## What the exercise asks
What follows is a listing; restate every line of it word for word.

[[ Data extract, beginning ]]

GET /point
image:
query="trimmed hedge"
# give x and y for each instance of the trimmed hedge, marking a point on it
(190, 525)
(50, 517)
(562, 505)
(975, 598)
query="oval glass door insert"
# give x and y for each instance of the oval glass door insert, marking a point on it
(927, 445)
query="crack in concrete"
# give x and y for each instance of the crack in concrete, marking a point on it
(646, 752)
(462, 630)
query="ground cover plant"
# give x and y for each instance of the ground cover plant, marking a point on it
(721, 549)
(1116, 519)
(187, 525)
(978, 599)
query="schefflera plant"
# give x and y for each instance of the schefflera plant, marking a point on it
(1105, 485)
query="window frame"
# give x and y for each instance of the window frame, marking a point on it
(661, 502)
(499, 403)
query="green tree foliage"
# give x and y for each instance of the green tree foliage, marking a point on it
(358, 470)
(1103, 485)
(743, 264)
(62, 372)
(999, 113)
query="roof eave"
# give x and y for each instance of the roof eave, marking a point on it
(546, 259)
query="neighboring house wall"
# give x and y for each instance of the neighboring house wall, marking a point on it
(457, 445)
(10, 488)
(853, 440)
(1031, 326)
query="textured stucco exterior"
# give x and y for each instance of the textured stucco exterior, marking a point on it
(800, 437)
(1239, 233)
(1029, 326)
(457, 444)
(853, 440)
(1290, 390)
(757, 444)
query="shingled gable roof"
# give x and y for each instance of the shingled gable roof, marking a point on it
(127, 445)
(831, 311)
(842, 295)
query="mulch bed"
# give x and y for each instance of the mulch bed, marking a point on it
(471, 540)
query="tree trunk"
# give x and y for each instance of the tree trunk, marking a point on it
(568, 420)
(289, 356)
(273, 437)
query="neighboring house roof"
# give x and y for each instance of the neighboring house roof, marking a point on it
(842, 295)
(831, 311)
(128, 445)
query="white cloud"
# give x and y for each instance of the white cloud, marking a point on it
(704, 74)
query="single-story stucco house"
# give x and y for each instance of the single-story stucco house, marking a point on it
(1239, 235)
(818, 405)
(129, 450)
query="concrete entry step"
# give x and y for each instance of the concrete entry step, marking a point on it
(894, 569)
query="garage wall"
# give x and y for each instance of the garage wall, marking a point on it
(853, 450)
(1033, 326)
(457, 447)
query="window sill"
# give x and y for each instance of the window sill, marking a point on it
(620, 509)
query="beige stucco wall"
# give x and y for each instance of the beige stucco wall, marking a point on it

[[ Data extract, end ]]

## Reply
GET /point
image:
query="trimmed hedge"
# give x and y for each instance of the trimmed hedge, marking a point on it
(190, 525)
(50, 517)
(562, 505)
(975, 598)
query="oval glass door insert"
# give x and y for each instance of the oval glass door insert, marking a point on it
(927, 445)
query="crack in concrete"
# give x and y for each instance of the crack in concrete, marking a point on it
(646, 752)
(462, 630)
query="ground cover plant"
# give x and y for each instance of the ground cover plant, marking a point on it
(721, 549)
(1116, 519)
(187, 525)
(978, 599)
query="schefflera plant"
# give x and y for each instance of the schefflera plant, marking a point on it
(1105, 485)
query="window frame"
# give x and y for each instance of the window frame, marking a point on it
(661, 502)
(499, 403)
query="green tree foliage"
# give x and y for each instance of the green tree foliage, marking a point on it
(358, 470)
(1103, 485)
(743, 264)
(62, 372)
(999, 113)
query="roof eave"
# give x and y for each instance of the roof eave, marking a point on it
(546, 259)
query="neighboring house wall"
# give x and y for each instance of the neighboring house wall, marking a point on it
(457, 445)
(10, 488)
(853, 440)
(1031, 326)
query="textured stucco exterior"
# give x and y for each instance of the textured stucco exterior, marking a point on it
(800, 437)
(1239, 233)
(1029, 326)
(457, 444)
(853, 440)
(1290, 390)
(757, 444)
query="shingled gable roof"
# give x and y for each instance of the shingled gable roof, marking a point on it
(127, 445)
(831, 311)
(842, 295)
query="mulch bed"
# give x and y for each instance of the mulch bed, marking a point on it
(471, 540)
query="tree trunk"
# give x and y for each instance of the tree trunk, marking a point on it
(568, 420)
(289, 356)
(273, 437)
query="neighboring house roof"
# give x and y for each instance of the neighboring house roof, marking a point on it
(842, 295)
(831, 311)
(128, 445)
query="white cloud"
# give x and y for each instance of the white cloud, marking a point on it
(704, 74)
query="single-story stucco house"
# give x and y for each instance of the single-story stucco house, marking a point on it
(1239, 235)
(818, 405)
(129, 450)
query="concrete entry step"
# give x and y for each instance of the concrete entry step, marking a point on it
(894, 569)
query="garage wall"
# give x and y for each instance of the garage wall, marking a point on it
(853, 450)
(1033, 326)
(457, 447)
query="window sill"
# give x and y for each instance of the window sill, marking a point on it
(620, 509)
query="beige stucco wall"
# give x and y for each instance of the beige stucco wall, marking a point on it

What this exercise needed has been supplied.